### Work required
The response should contain every record, reproduced exactly.
==== Data for analysis ====
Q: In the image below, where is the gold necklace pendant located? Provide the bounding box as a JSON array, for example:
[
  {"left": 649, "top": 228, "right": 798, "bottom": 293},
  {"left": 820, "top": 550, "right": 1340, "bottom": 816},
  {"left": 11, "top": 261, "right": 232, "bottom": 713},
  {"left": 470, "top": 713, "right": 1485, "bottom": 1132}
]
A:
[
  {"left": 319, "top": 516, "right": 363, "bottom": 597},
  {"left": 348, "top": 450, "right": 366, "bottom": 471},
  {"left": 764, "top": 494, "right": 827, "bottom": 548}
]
====
### Exercise solution
Q: In the image below, where is the gold necklace pendant located? Provide the bounding box as a JSON array, for example:
[
  {"left": 649, "top": 228, "right": 798, "bottom": 293},
  {"left": 820, "top": 550, "right": 1340, "bottom": 816},
  {"left": 11, "top": 261, "right": 232, "bottom": 713},
  {"left": 470, "top": 713, "right": 1485, "bottom": 1132}
]
A:
[
  {"left": 319, "top": 516, "right": 363, "bottom": 597},
  {"left": 348, "top": 450, "right": 366, "bottom": 471},
  {"left": 764, "top": 494, "right": 827, "bottom": 548}
]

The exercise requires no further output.